──────── Seçilmiş Bölüm ────────
İslâmî literatürde ibadetin biri genel, diğeri özel olmak üzere iki anlamı vardır. Genel anlamda ibadet, mükellefin Allah’a karşı duyduğu sevgi ve saygının bir sonucu olarak O’nun rızasına uygun davranma çabası ve bu şekilde yapılan iradî davranışları ifade eder. Böylece tamamen dinî olan görevlerden başka, Müslüman’ın Allah’ın hoşnutluğunu kazanmak için yaptığı her fiil de ibadet olarak nitelendirilir. Bu amaçla fert ve toplum yararına gerçekleştirilen her iş dinî ve manevî bir anlam kazanır. Özel anlamda ibadet ise, mükellefin yaratanına karşı saygı ve boyun eğmesini simgeleyen, Allah ve Rasûl’ü tarafından yapılması istenen belirli davranış biçimleridir. İslâm’ın temel şartlarını teşkil eden namaz, oruç, zekât ve haccın yanında kurban kesme, itikâf, dua, Kur’an okuma, hayır ve infakta bulunma gibi davranışlar terim anlamıyla ibadetin en bilinen örnekleridir.(1)
Yukarıdaki tanımlarda da geçtiği gibi ibadetler, mükellefin, yani akıllı ve ergenlik çağına gelmiş, diğer bir ifadeyle çocukluk devresini geride bırakmış insanın fiilleridir. O halde şöyle bir soru akla gelebilir: ’Madem ibadet çocukluktan çıkmış insanların filleri, neden çocukla ibadet kelimelerini yan yana kullanıyoruz?’ Evet, bir insan ergenlik çağına ulaşmadan aklı, dinin emir ve yasaklarını tam anlamıyla kavramada yetersizdir ve bu yüzden ibadetleri yapmakla sorumlu değildir; fakat anne ve babası çocuğuna ergenlik çağına ulaşmadan ibadet öğretimini de içinde barındıran din eğitimini vermekle yükümlüdürler. Diğer yandan insanın her hangi bir şeyi öğrenmesi de aşama aşama gerçekleşir. Nasıl ki insanoğlu emeklemeden yürümeyi, anlamsız sesler çıkarmadan konuşmayı öğrenemiyorsa, çocuklukta alışkanlık kazanmadan, ergenlikte ibadetlerini gereğince yapmayı da bir anda öğrenemez.
────────
Sorular
1 – Seçilmiş bölümde geçen "Diğer yandan insanın her hangi bir şeyi öğrenmesi de aşama aşama gerçekleşir." cümlesini İngilizceye çevirin.
2 – Seçilmiş bölüme göre anne ve baba, çocuk ergenlik çağına ulaşmadan ona ne vermekle yükümlüdür?
3 – Seçilmiş bölümün "Yukarıdaki tanımlarda da" sözleriyle başlayıp "bir anda öğrenemez." sözlerine kadar süren kısmını hiç değiştirmeden geri verin.
Derlenen materyalin seçilmiş bölümle hiçbir ilgisi yoktur.
──────── Derlenen Materyal ────────
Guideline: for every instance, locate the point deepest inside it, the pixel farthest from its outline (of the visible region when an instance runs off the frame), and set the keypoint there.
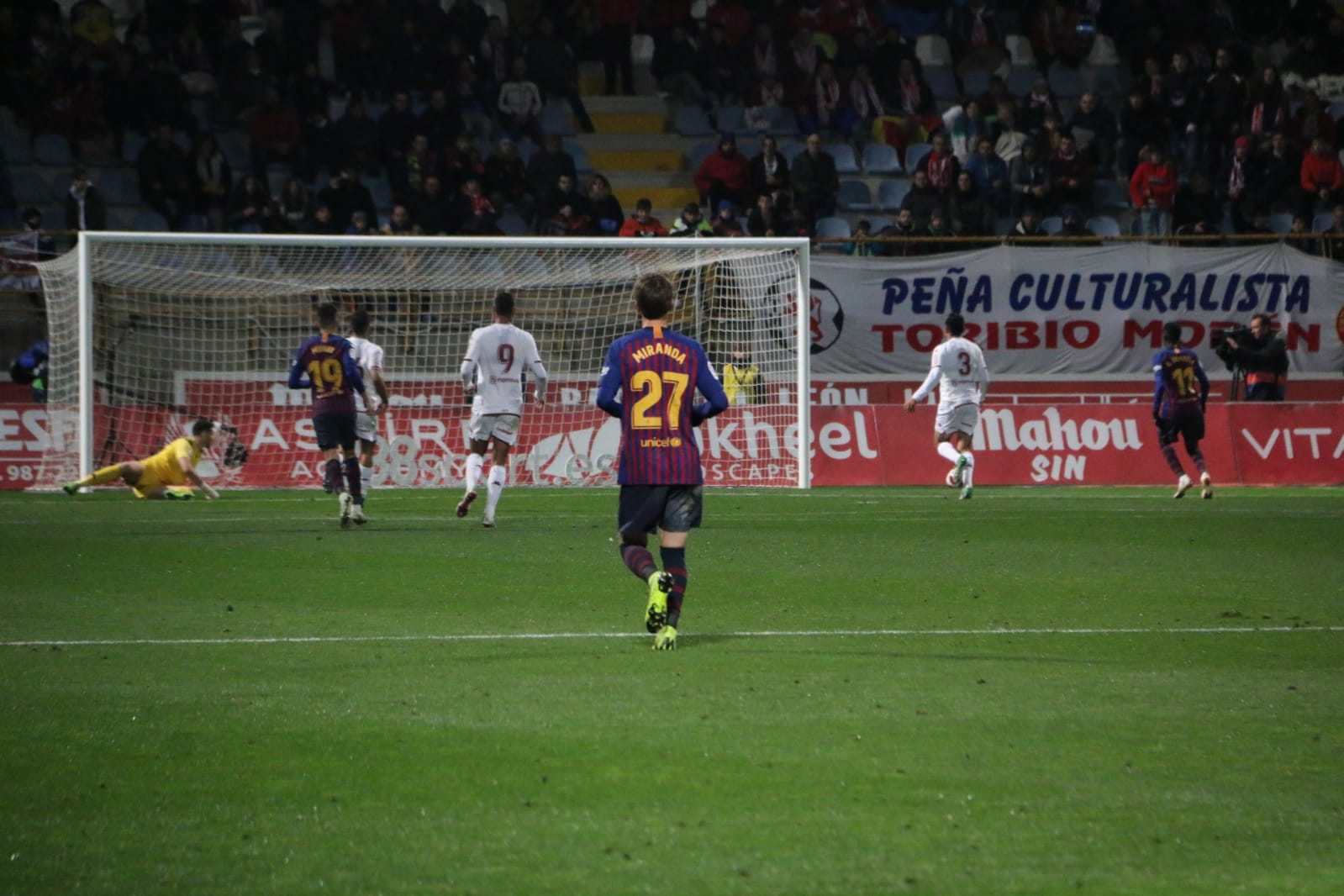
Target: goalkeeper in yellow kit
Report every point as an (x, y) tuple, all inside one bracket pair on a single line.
[(157, 476)]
────────
Eksiksiz Cevaplar
1 – On the other hand, a person's learning of anything also takes place step by step.

2 – İbadet öğretimini de içinde barındıran din eğitimini vermekle yükümlüdürler.

3 –
Yukarıdaki tanımlarda da geçtiği gibi ibadetler, mükellefin, yani akıllı ve ergenlik çağına gelmiş, diğer bir ifadeyle çocukluk devresini geride bırakmış insanın fiilleridir. O halde şöyle bir soru akla gelebilir: ’Madem ibadet çocukluktan çıkmış insanların filleri, neden çocukla ibadet kelimelerini yan yana kullanıyoruz?’ Evet, bir insan ergenlik çağına ulaşmadan aklı, dinin emir ve yasaklarını tam anlamıyla kavramada yetersizdir ve bu yüzden ibadetleri yapmakla sorumlu değildir; fakat anne ve babası çocuğuna ergenlik çağına ulaşmadan ibadet öğretimini de içinde barındıran din eğitimini vermekle yükümlüdürler. Diğer yandan insanın her hangi bir şeyi öğrenmesi de aşama aşama gerçekleşir. Nasıl ki insanoğlu emeklemeden yürümeyi, anlamsız sesler çıkarmadan konuşmayı öğrenemiyorsa, çocuklukta alışkanlık kazanmadan, ergenlikte ibadetlerini gereğince yapmayı da bir anda öğrenemez.